Prompt = Return, exactly, the line that contains "Could you point at the black headgear" together with all lines after it to the end of the entries, and no further lines.

Data in this exercise =
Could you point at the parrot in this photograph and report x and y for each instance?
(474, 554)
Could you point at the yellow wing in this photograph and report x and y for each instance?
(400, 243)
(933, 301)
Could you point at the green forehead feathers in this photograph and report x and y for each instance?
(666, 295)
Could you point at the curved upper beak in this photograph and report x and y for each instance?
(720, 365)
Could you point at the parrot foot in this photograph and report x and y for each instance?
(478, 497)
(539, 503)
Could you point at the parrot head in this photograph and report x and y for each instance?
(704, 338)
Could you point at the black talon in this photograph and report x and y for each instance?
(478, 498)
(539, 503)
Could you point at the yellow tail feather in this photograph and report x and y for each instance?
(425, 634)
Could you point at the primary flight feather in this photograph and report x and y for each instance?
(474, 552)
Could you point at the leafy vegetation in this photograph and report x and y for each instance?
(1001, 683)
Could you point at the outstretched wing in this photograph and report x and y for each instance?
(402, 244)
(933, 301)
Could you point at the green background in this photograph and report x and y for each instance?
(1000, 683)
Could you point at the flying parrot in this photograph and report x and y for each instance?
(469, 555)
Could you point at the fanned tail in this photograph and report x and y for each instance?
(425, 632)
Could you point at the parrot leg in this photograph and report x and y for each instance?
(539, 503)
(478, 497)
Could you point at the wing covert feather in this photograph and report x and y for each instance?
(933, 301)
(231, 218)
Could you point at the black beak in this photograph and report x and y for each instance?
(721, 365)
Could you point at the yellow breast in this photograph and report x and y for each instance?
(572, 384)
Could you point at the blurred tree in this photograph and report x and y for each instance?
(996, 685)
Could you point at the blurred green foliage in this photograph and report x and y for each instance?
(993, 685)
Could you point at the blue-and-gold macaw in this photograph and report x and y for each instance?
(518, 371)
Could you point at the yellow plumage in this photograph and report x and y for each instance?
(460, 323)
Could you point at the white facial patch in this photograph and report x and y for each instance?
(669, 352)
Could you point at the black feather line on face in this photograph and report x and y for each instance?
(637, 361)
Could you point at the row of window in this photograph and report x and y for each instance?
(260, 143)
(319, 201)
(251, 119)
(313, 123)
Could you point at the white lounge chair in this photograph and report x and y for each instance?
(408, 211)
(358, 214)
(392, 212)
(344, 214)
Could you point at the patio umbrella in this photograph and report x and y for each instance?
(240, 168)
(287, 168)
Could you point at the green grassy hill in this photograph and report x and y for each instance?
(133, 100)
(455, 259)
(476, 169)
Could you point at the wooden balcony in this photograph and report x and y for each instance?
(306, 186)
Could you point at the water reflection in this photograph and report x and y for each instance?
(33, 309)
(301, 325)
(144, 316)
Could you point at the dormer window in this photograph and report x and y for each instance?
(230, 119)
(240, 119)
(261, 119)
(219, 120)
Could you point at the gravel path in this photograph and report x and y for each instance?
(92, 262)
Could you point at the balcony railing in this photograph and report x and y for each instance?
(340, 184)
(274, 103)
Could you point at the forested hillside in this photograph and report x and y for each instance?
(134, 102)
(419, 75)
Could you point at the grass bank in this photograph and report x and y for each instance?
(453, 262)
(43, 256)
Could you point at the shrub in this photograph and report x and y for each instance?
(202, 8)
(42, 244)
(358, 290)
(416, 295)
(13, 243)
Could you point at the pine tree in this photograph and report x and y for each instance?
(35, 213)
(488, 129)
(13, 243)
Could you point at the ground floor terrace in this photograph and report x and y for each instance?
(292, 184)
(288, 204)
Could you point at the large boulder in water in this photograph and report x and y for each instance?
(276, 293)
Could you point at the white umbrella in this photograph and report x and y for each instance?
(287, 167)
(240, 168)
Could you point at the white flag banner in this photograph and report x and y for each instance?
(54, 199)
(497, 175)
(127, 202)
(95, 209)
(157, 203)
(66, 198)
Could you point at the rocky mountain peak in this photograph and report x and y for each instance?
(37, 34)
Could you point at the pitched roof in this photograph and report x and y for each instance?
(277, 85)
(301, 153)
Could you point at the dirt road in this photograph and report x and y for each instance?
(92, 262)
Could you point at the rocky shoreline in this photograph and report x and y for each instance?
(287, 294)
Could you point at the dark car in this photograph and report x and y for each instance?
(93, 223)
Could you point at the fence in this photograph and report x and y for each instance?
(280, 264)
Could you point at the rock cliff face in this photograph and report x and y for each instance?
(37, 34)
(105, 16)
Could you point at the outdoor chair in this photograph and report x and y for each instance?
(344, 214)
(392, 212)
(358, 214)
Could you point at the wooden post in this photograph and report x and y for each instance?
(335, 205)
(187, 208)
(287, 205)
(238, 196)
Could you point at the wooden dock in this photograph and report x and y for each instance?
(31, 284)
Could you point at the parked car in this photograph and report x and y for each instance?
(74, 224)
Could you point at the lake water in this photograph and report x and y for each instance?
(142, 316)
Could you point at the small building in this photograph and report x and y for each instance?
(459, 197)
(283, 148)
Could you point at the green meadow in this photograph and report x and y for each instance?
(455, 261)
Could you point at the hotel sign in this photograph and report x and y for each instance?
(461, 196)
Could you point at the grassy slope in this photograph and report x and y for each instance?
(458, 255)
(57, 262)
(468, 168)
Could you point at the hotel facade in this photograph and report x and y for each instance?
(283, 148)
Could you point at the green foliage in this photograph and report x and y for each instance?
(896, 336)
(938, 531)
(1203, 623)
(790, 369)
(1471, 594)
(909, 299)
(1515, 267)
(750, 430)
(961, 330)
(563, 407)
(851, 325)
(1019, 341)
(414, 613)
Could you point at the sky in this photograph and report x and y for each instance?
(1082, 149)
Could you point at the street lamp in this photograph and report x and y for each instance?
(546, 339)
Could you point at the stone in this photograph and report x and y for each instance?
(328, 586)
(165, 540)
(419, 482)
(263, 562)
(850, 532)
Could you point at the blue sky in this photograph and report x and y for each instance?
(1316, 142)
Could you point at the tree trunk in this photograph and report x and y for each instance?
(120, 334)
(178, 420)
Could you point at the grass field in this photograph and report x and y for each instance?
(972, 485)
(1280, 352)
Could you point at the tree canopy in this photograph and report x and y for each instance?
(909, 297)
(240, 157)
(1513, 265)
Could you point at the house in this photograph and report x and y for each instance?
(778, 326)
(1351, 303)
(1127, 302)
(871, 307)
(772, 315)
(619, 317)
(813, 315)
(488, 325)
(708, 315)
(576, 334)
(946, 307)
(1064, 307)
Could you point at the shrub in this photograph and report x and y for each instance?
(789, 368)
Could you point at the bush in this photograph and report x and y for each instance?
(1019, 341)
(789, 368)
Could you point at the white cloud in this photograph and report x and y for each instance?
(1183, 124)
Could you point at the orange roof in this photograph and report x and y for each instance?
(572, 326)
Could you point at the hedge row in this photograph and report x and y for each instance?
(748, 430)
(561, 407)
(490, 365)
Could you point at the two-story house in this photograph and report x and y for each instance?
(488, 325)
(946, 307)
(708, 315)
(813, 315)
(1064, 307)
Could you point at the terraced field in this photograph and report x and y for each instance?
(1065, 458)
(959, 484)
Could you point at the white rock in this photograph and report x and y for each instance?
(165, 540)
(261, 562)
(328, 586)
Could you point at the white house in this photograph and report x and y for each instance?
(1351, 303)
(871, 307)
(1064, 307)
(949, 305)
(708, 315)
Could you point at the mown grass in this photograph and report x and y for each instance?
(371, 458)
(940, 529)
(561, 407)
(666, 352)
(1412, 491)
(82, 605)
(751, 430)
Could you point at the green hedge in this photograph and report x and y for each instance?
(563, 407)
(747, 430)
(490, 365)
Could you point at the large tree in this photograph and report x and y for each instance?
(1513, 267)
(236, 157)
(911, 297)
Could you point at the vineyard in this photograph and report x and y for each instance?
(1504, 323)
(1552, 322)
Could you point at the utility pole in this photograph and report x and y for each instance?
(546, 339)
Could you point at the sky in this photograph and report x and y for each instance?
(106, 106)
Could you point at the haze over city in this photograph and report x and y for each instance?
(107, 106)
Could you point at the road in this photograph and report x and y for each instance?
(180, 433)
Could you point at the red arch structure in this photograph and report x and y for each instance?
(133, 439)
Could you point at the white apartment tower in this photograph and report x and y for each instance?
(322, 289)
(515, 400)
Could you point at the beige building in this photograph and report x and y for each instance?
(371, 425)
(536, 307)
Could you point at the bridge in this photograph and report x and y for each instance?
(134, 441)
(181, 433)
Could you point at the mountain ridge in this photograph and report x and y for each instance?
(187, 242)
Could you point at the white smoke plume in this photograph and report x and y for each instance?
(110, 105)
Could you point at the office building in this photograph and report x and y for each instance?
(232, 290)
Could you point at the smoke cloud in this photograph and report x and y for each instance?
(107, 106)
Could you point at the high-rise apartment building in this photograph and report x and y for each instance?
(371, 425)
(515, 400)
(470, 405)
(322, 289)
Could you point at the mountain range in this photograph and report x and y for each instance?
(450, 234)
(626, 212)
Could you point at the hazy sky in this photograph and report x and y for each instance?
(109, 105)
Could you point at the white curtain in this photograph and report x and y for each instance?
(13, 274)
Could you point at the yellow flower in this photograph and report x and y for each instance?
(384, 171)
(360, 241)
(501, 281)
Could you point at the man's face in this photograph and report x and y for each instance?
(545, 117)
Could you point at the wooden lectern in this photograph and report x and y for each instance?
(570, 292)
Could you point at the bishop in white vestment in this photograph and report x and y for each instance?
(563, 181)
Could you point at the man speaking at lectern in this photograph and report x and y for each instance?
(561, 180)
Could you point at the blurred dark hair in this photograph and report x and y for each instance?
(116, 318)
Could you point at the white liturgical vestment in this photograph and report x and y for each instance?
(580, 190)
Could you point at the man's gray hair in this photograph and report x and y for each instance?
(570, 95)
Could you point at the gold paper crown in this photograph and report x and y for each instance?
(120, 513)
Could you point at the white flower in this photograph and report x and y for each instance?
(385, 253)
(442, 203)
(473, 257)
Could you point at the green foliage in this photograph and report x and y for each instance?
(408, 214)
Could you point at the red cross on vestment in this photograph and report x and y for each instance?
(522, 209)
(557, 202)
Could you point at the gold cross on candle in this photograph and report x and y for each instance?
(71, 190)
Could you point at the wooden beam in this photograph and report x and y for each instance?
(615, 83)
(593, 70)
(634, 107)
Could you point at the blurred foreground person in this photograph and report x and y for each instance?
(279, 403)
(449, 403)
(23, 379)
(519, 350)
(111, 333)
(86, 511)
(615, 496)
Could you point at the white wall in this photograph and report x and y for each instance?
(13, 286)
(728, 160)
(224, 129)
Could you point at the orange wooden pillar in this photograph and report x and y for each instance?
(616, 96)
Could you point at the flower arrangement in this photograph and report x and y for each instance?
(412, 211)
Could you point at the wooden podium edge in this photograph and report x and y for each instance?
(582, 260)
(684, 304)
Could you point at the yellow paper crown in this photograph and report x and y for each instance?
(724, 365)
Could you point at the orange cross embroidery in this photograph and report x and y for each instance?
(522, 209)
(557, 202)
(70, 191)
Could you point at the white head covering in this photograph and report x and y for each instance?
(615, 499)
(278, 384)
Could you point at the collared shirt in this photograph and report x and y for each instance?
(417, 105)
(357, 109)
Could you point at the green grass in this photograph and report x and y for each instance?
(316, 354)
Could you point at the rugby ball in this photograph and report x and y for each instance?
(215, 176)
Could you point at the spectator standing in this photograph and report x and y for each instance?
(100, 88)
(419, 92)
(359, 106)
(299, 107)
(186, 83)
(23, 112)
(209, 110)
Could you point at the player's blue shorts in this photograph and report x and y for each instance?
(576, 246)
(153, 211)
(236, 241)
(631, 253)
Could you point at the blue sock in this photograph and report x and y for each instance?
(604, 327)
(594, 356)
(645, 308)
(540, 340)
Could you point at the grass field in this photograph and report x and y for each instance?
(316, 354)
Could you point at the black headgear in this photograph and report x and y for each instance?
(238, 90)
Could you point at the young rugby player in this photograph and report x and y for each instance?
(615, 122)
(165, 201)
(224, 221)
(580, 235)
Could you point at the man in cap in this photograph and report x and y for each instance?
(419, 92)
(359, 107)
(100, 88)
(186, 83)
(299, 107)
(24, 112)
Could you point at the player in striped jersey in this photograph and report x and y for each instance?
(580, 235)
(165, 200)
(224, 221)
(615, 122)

Solution to the exercise =
Could you point at the black headgear in this photograph and report x and y for each instance?
(238, 90)
Could you point at the young rugby player in this photograph and report x and y for each instance?
(615, 122)
(165, 201)
(224, 221)
(580, 235)
Could you point at the man in cap in this photograph and report x and y for each instance?
(419, 92)
(359, 107)
(100, 88)
(186, 83)
(299, 107)
(24, 112)
Could you point at the player in striped jersey in this photograph and report x and y for each instance?
(580, 235)
(165, 200)
(224, 221)
(615, 122)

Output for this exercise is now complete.